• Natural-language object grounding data
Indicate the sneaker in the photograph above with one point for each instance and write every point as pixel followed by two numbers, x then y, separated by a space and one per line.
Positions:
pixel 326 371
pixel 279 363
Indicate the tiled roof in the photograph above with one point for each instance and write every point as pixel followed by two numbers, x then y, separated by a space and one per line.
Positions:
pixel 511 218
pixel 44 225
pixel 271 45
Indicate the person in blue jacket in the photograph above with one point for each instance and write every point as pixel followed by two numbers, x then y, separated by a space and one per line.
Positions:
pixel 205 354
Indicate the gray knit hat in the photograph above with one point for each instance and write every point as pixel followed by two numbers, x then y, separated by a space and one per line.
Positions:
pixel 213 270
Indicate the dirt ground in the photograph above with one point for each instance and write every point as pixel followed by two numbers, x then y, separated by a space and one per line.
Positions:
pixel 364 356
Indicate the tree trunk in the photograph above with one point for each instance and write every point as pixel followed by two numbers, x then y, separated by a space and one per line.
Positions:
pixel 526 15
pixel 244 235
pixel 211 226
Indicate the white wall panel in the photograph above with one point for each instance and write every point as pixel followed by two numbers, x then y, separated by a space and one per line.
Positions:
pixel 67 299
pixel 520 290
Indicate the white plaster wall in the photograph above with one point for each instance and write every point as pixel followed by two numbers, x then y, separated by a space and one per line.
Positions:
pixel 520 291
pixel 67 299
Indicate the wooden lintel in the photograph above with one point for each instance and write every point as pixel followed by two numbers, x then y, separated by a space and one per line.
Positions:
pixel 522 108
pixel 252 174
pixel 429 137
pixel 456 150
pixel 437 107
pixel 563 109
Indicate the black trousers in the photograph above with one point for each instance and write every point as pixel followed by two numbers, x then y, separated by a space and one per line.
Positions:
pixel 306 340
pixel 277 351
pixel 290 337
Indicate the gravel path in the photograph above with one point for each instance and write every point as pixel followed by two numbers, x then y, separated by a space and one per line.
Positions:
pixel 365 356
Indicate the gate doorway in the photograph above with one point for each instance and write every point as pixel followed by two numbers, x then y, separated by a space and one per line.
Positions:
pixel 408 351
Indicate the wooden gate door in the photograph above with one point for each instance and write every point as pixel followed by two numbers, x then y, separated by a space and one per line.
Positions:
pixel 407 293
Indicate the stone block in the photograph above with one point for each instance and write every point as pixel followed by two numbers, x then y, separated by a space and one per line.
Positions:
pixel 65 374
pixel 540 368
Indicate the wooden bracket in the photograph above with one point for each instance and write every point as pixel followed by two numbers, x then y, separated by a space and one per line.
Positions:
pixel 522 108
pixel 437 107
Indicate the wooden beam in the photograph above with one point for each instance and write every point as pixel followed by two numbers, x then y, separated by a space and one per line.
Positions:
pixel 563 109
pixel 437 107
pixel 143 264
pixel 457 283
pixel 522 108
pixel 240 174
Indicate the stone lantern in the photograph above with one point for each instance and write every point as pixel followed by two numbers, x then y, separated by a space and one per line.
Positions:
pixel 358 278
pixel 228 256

• What the task requires
Could you set down each entry above word for word?

• Written reply
Indicate the sneaker in the photograph above with one point for each instance and write every point as pixel followed by two numbers, x then y, separated by a space and one per line.
Positions:
pixel 326 371
pixel 279 363
Indicate the tiled roof in the photograph above with one point for each instance and write every point as pixel followed by two numbers, x then y, separated by a space and one per line.
Positions:
pixel 511 218
pixel 44 225
pixel 271 45
Indicate the person in blue jacket in the photograph above with one point for each instance and write every point as pixel followed by two numbers, x then y, separated by a space and one per line.
Positions:
pixel 205 354
Indicate the gray knit hat in the photograph above with one point for each instance and write every point as pixel followed by two numbers, x then y, separated by a space and one per line.
Positions:
pixel 213 270
Indicate the dirt ground in the photograph above with one point for each instance and write every point as pixel followed by two numbers, x then y, separated by a space and one per line.
Positions:
pixel 364 356
Indicate the tree trunk in the photograph above with one point for each instance and write every point as pixel followed by two numbers, x then y, separated by a space and one per line.
Positions:
pixel 526 15
pixel 244 235
pixel 211 226
Indicate the white wall panel in the photograph above with one point for each instance and write every point as pixel followed by two numbers, x then y, separated by a space and one per line.
Positions:
pixel 67 299
pixel 520 290
Indicate the white plaster wall in the photograph above with one point for each instance and write every point as pixel followed by two numbers, x then y, separated by a space and one per line.
Positions:
pixel 520 291
pixel 67 299
Indicate the wooden lintel in the photograph above with one point for each instance and write every point as pixel followed by two numbers, x then y, separated by a space and one per line.
Positions:
pixel 522 108
pixel 252 174
pixel 429 137
pixel 456 150
pixel 437 107
pixel 563 109
Indicate the black trousers in the photograph above with one point for each instance and write every point as pixel followed by two numbers, x then y, separated by a space and one per line.
Positions:
pixel 306 340
pixel 277 351
pixel 290 337
Indicate the gravel path in the photograph above with one point for each instance and write every point as pixel followed by two numbers, x then y, separated by a space and one per line.
Positions:
pixel 365 356
Indicate the gate doorway in the photograph above with one point for each instance and write every point as pixel followed by two numbers, x then y, separated by a space and one per line.
Positions:
pixel 408 351
Indicate the wooden gate door in the photograph above with one point for each instance and write every point as pixel followed by two numbers, x then y, separated by a space and one per line.
Positions:
pixel 407 293
Indicate the stone block in the photograph above with one point for each instance and write every point as pixel followed by two numbers, x then y, separated by a space and one per line.
Positions:
pixel 65 374
pixel 540 368
Indicate the wooden bracket in the photograph above with one point for each instance and write every point as pixel followed by two numbers, x then y, separated by a space and one per line.
Positions:
pixel 522 108
pixel 437 107
Indicate the wooden beam in the photograph above with one point for each instance and write every point as pixel followed by two numbers, x then y, separated by a space and one per line.
Positions:
pixel 563 109
pixel 437 107
pixel 143 264
pixel 457 283
pixel 522 108
pixel 240 174
Indicate the stone lantern in the photograph above with one point for each instance and write every point as pixel followed by two numbers, x then y, separated by a space and one per line.
Positions:
pixel 358 278
pixel 228 256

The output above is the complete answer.